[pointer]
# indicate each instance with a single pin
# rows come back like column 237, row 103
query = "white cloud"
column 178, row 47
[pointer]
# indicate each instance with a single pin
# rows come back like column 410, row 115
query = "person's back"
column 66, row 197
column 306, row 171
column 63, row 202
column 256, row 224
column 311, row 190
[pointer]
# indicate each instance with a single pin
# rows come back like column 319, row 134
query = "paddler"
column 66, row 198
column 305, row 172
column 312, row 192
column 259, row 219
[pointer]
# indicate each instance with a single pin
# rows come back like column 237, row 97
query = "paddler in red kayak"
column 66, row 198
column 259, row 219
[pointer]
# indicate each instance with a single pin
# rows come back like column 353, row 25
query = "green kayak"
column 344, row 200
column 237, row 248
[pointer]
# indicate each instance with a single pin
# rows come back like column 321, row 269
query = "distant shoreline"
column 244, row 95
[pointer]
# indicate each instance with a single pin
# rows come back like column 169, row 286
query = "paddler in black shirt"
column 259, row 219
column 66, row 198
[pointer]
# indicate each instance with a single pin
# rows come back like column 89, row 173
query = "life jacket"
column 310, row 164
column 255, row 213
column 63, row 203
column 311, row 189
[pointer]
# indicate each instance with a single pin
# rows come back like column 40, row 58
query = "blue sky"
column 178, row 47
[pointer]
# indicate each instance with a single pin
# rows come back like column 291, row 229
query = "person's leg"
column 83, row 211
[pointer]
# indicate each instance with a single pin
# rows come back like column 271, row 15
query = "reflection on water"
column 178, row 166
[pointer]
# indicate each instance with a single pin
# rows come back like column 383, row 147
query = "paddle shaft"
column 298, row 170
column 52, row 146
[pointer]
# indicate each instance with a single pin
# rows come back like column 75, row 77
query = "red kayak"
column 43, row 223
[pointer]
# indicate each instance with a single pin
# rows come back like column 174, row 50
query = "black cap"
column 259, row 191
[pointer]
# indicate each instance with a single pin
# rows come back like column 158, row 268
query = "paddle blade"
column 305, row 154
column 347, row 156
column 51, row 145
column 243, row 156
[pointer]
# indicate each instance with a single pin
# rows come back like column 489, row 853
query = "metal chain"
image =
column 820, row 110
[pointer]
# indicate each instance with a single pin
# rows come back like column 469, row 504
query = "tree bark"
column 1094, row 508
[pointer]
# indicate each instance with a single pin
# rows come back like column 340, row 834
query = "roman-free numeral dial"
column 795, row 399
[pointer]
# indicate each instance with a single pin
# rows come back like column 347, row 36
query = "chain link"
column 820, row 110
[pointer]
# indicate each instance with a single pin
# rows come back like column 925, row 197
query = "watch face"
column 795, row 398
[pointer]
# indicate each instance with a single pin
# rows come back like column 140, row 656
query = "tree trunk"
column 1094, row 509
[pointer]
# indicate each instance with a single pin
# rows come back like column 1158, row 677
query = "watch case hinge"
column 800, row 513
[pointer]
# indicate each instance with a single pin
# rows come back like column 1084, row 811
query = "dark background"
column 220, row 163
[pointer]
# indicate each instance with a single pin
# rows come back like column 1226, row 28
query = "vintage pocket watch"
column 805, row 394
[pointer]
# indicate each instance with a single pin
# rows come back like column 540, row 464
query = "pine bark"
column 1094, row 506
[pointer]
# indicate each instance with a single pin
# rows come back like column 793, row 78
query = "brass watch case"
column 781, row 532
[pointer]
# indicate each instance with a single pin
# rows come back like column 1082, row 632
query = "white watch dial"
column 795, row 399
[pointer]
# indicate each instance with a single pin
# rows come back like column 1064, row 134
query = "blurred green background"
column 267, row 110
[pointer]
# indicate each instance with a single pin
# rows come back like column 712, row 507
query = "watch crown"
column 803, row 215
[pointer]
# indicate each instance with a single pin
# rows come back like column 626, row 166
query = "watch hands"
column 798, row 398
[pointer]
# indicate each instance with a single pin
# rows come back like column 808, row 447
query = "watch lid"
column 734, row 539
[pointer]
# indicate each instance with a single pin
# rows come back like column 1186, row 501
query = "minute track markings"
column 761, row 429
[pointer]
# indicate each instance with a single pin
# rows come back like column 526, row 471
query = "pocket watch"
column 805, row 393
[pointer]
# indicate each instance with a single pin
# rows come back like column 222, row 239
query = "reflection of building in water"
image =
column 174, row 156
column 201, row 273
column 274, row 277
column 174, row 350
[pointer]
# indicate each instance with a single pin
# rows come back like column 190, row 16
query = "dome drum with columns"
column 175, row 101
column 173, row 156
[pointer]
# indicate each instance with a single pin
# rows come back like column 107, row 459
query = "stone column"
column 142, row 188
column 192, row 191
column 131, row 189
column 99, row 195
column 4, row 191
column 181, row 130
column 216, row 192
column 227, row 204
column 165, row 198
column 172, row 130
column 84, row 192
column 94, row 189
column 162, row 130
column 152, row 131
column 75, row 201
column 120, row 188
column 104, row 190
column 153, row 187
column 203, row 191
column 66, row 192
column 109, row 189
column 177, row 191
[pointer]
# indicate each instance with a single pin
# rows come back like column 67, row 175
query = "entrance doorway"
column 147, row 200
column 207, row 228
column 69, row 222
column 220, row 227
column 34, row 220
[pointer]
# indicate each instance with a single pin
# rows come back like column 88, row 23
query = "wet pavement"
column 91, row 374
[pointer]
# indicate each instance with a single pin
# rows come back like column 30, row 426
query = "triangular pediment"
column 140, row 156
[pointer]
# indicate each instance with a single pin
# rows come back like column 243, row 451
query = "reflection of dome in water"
────────────────
# Exercise prompt
Pull out every line in the items above that contains the string "white" and copy each one in full. Case counts.

# Final result
query = "white cloud"
query = "white watch dial"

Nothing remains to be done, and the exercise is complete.